## Excerpt
━━━━━━━━━━━━━━━━

Munster Senior League still aiming to complete the season from May

Local soccer clubs face anxious wait to see if campaign will be viable when restrictions lift
Munster Senior League still aiming to complete the season from May

College Corinthians' Killian Cooper and Carrigaline United's Darragh Corcoran tussle for the ball during the Beamish Stout MSL Premier Division game at Ballea Park last September. Picture: Eddie O'Hare

HOPES of a return to action on the local soccer front seem to fade every week, but the various leagues, clubs, and players are still hoping that the 2020/21 season can be completed.

There has been no competitive soccer played, outside of national league level, since early October when the country went into Level 3 Lockdown.

At the time, there was hope that leagues would return to action by October 27, but that didn’t happen and we still await the green light for a return to the country’s playing fields.

However, last week’s announcement by Taoiseach Micheal Martin that Level 5 restrictions will remain in place until May may have sounded the death-knell for the current season.

It has led to frustration across the soccer community with players and managers anxious for news on if and when they can resume their leagues.

When football stopped back in October, Munster Senior League chairman John Finnegan said that he and the management committee were determined that they would complete their league programmes this season.

Of course, the hope at the time was that we would be back in action by now, or at least have a better idea on a return than we have at the present.

PLAN IN PLACE

Finnegan, though, is still hopeful that they can complete their programme, even if it has to be delayed further, but admits that it will only happen if they can return safely and they can only do so if the government and their health advisers deem it safe.

“We have a plan to return to action, but it completely depends on the government’s decision,” Finnegan said.

“There was hope, expectation even, about going back sooner, but the government will be doubly cautious after what happened over the Christmas period with the huge increase in cases.

“We are aware, though, of the need to get back playing as soon as possible; it’s frustrating for everybody, but we can only go back when it’s safe to go back.

“The next update is in March and I think schools and construction will be the priority then; I don’t think amateur sport is a high priority at the moment.”

With the beginning of the GAA inter-county season now pushed back and as well as Irish Hockey cancelling their season, it doesn’t bode well for non-elite soccer as the days count down towards the summer.

Most teams have roughly two-thirds of their season to complete, though there are exceptions, notably UCC whose three MSL teams have just one game played.

However Finnegan believes if they can start by May, they will have enough time to run off the leagues.

MSL chairman John Finnegan is still hopeful that the 2020/21 season can be completed.
MSL chairman John Finnegan is still hopeful that the 2020/21 season can be completed.

━━━━━━━━━━━━━━━━

## Task requirements
(a) In the soccer article, copy out the passage starting with "It has led to" and going on through "programmes this season.".
(b) According to the soccer article, which club's three MSL teams have played only one game?
(c) Put this sentence from the soccer article into Spanish: "However Finnegan believes if they can start by May, they will have enough time to run off the leagues."
Rely only on the soccer article for what comes next.

[Data for referring expressions]
━━━━━━━━━━━━━━━━

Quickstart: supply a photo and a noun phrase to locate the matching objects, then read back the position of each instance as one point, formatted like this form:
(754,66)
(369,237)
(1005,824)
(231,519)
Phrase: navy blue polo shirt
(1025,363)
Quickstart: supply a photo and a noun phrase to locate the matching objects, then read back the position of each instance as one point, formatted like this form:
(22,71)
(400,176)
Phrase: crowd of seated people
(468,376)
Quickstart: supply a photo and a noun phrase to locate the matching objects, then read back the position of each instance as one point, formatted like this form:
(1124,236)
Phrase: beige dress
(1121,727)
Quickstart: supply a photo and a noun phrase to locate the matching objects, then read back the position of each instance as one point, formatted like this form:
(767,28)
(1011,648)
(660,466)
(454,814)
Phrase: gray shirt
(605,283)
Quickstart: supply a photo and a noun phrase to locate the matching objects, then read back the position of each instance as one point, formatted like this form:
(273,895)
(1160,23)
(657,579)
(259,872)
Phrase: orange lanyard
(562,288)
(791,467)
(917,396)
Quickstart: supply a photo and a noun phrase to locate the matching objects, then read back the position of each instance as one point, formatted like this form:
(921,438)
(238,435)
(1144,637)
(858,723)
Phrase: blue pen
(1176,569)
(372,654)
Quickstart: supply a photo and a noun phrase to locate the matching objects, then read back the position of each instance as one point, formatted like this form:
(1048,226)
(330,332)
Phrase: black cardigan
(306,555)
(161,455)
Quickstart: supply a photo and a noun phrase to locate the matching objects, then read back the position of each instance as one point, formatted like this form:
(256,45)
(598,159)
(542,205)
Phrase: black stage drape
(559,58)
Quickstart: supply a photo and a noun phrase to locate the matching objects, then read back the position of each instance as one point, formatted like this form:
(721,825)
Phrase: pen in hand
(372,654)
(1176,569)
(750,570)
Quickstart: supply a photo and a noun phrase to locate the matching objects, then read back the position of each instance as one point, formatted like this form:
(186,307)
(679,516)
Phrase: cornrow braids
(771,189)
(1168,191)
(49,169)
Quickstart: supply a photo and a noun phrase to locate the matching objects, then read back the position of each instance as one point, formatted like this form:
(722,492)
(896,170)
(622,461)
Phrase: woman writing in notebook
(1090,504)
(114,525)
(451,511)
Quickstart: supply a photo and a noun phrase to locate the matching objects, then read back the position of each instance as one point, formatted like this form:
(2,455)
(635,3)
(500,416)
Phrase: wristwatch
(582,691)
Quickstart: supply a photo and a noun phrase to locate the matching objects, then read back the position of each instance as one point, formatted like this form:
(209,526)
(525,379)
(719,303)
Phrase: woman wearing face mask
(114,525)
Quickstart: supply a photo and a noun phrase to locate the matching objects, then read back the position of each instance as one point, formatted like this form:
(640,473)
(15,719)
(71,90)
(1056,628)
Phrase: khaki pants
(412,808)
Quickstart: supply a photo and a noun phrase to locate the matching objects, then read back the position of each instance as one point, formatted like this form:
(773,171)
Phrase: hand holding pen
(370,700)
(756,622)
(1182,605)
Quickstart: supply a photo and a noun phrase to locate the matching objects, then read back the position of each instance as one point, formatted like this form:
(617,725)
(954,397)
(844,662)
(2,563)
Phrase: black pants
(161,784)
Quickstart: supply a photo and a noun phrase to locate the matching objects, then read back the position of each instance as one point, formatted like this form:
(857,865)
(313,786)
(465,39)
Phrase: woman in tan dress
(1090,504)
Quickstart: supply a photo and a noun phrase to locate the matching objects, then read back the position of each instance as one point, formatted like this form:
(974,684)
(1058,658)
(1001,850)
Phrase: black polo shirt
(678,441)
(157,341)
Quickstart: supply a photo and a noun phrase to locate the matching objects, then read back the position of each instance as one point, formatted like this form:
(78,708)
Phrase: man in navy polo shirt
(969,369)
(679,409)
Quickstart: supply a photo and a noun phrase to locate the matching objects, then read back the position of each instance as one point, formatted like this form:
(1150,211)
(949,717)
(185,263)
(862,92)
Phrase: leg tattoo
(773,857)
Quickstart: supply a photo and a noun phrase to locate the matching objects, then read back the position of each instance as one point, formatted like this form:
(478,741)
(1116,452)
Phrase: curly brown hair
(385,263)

━━━━━━━━━━━━━━━━

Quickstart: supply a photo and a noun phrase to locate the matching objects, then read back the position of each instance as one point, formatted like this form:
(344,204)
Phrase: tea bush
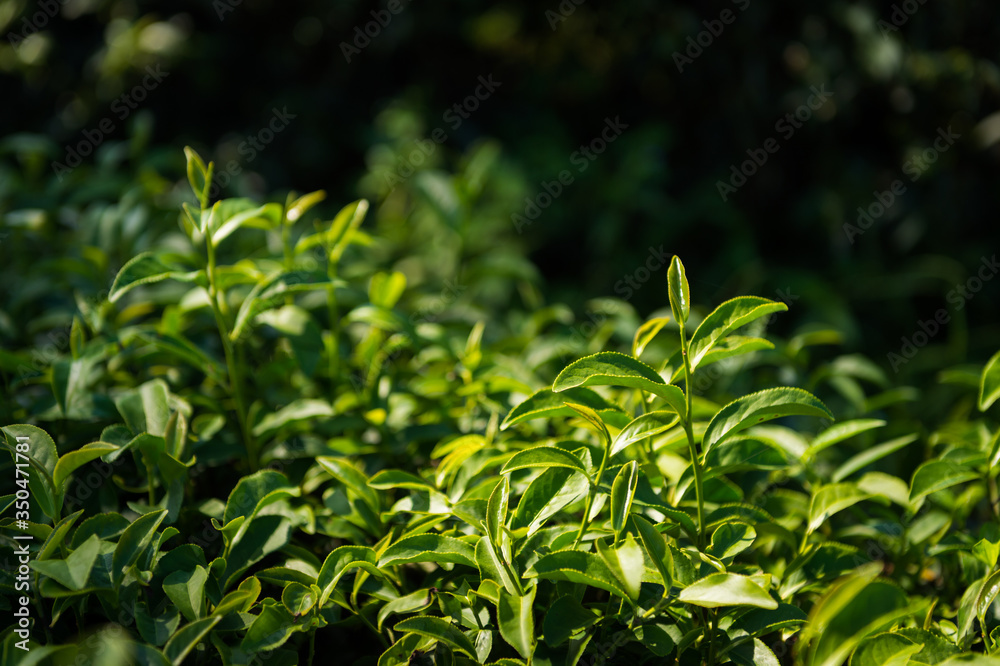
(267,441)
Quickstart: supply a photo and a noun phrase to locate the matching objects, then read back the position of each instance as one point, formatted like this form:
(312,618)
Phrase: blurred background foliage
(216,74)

━━━━━━━━━━━━━━━━

## Solutions per task
(a)
It has led to frustration across the soccer community with players and managers anxious for news on if and when they can resume their leagues.

When football stopped back in October, Munster Senior League chairman John Finnegan said that he and the management committee were determined that they would complete their league programmes this season.

(b) UCC

(c) Sin embargo, Finnegan cree que, si pueden empezar para mayo, tendrán tiempo suficiente para completar las ligas.